Report each line of the material below that contains the string "screen". Case counts.

───── Supplied material ─────

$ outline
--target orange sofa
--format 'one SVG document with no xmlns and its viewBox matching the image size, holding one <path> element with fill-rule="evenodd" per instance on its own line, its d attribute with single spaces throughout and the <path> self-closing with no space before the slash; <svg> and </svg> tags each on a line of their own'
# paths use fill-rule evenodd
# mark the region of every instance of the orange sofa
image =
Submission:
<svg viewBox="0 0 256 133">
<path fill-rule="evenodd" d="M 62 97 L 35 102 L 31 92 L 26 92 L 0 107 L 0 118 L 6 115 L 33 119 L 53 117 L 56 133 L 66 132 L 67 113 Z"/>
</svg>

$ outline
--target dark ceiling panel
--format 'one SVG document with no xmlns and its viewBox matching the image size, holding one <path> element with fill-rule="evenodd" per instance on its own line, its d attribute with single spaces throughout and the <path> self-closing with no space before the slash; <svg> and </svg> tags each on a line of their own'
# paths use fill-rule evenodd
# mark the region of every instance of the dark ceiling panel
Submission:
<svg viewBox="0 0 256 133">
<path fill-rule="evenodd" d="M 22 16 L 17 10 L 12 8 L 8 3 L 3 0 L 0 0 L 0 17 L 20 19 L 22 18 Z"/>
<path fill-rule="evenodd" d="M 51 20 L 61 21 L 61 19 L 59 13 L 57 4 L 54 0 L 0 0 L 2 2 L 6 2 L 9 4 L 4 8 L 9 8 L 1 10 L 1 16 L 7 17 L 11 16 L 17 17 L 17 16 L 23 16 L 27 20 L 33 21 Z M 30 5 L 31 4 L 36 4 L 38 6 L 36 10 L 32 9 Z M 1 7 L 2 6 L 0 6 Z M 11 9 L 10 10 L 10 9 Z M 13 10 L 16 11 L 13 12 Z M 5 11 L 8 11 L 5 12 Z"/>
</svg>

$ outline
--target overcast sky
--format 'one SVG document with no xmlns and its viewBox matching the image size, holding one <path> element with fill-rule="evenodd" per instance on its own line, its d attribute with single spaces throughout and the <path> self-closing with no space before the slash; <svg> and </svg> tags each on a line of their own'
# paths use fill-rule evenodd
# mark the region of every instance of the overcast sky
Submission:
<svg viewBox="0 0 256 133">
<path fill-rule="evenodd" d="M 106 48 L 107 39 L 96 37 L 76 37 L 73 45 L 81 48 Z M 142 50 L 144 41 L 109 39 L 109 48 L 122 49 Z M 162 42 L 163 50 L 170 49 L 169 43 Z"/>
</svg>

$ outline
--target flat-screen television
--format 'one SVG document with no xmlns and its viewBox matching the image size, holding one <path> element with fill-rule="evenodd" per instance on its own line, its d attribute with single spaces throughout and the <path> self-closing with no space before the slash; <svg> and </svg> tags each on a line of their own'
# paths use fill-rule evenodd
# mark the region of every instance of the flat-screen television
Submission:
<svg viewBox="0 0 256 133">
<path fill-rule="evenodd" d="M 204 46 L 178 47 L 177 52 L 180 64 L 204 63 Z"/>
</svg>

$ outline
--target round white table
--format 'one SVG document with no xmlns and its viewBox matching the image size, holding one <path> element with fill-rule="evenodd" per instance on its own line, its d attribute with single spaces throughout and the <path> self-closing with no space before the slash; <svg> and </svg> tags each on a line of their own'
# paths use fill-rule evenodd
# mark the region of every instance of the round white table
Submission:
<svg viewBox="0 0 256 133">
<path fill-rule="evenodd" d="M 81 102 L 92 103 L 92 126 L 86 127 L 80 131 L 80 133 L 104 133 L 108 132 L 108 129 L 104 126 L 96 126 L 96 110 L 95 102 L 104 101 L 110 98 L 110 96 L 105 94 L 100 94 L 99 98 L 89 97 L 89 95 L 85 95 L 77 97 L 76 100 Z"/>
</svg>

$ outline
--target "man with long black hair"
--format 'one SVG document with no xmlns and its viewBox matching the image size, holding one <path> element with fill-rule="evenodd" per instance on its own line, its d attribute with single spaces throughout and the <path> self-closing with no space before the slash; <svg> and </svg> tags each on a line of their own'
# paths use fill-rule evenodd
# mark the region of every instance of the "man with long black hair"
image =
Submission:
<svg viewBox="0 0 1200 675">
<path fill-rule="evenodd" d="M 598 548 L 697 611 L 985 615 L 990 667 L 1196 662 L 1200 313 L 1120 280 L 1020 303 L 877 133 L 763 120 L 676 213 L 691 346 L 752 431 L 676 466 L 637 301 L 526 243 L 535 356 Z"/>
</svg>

─────

_Output of the task:_
--target flat-screen television
# mark the region of every instance of the flat-screen television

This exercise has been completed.